### [EXERCISE INSTRUCTIONS]
(a) In the text on biofuel subsidies, rewrite the part that opens with the words containing "All three technologies have" and closes with "costs, which it has.", putting "raw material" in place of "feedstock".
(b) Do these statements agree with the text on biofuel subsidies? (i) Feedstock makes up 80% of the cost of producing biodiesel. (ii) Most support for biofuels has come from electricity consumers. (iii) Government R&D spending has gone only to solar and wind power. Answer yes or no for each, and quote the deciding words.

+++ TEXT SECTION

There is much in what you write with which I agree, but I shall confine my remarks to the areas in which we probably disagree.

"When it comes to subsidies, a question could be: why subsidize solar power and wind power, but not biofuels?"

All three technologies have been labeled "renewable", but the "renewable" content of each differs considerably. Moreover, while the renewable content comes essentially free in the case of solar and wind power, there is often a substantial opportunity cost to diverting the renewable component, biomass, to the production of fuels. And, as we have seen recently, in the short-term stimulating biofuel production can actually lead to higher production costs, by helping to drive up the price of its feedstock (80% of the cost of production in the case of biodiesel). That stands in contrast with the rationale that has been used to subsidize solar power and wind power, which is that learning-by-doing and increasing the scale of production and deployment can be expected to push down costs, which it has.

Just as, or perhaps more, important than whether a technology is subsidized is how it is subsidized. The method of subsidizing solar and wind power plants, and electricity generated by those plants, has differed in important ways from that used to support biofuels. Government expenditures on R&D, and capital grants and tax credits for construction of plants, have been common forms of support provided to all three technologies. But production incentives for solar and wind-powered electricity have much more often been created through cross subsidies within the market for electricity -- e.g., through differential tariffs. That at least internalizes the higher cost among electricity consumers.

In the case of biofuels, the bulk of support has come from taxpayers. That means, in effect, that governments are subsidizing transport fueled by the internal combustion engine. Many transport economists, I think, would question whether doing that is the most cost-effective way to reduce petroleum use or greenhouse gases.

++++++
+++ DATASET RECORDS

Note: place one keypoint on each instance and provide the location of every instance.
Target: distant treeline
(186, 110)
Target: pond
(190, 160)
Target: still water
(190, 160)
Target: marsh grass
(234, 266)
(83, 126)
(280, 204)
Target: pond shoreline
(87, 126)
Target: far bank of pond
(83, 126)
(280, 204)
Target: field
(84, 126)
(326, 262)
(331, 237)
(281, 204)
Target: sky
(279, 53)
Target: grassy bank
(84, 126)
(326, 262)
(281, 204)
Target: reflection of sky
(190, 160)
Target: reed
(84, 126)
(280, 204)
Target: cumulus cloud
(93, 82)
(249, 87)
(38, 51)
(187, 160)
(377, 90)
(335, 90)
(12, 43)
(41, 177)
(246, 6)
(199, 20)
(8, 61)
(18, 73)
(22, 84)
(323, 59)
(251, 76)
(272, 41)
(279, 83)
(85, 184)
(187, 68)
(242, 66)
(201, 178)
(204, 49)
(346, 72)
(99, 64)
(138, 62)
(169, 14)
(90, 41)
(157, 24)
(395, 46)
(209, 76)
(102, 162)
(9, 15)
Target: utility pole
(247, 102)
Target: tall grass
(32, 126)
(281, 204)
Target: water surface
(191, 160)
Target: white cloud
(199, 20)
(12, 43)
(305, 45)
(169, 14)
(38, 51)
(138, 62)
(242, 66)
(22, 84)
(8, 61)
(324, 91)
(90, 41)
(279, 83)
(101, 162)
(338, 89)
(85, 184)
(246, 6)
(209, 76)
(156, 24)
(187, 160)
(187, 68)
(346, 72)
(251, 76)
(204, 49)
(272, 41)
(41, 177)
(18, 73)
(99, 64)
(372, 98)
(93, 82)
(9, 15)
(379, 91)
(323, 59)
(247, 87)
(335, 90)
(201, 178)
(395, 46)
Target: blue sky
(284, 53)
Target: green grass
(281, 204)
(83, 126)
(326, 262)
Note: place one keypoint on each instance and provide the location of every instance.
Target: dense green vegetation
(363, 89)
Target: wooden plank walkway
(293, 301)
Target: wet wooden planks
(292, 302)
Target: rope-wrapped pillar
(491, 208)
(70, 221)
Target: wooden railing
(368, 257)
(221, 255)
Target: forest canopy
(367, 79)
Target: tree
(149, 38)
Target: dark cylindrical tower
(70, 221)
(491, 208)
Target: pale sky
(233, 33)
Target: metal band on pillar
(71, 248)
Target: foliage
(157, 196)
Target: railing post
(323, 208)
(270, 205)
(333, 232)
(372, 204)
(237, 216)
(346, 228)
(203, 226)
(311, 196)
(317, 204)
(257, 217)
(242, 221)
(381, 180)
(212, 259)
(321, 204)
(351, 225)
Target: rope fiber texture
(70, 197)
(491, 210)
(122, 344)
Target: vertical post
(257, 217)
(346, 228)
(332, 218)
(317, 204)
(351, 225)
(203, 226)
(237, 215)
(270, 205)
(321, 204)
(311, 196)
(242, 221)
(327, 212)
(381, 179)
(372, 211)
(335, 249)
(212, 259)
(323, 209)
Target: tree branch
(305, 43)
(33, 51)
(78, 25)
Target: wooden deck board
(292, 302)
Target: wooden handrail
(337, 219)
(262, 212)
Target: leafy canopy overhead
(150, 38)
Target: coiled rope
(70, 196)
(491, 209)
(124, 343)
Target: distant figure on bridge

++++++

### [SOLUTIONS PER TASK]
(a)
All three technologies have been labeled "renewable", but the "renewable" content of each differs considerably. Moreover, while the renewable content comes essentially free in the case of solar and wind power, there is often a substantial opportunity cost to diverting the renewable component, biomass, to the production of fuels. And, as we have seen recently, in the short-term stimulating biofuel production can actually lead to higher production costs, by helping to drive up the price of its raw material (80% of the cost of production in the case of biodiesel). That stands in contrast with the rationale that has been used to subsidize solar power and wind power, which is that learning-by-doing and increasing the scale of production and deployment can be expected to push down costs, which it has.

(b)
(i) Yes: "80% of the cost of production in the case of biodiesel"
(ii) No: "the bulk of support has come from taxpayers"
(iii) No: "have been common forms of support provided to all three technologies"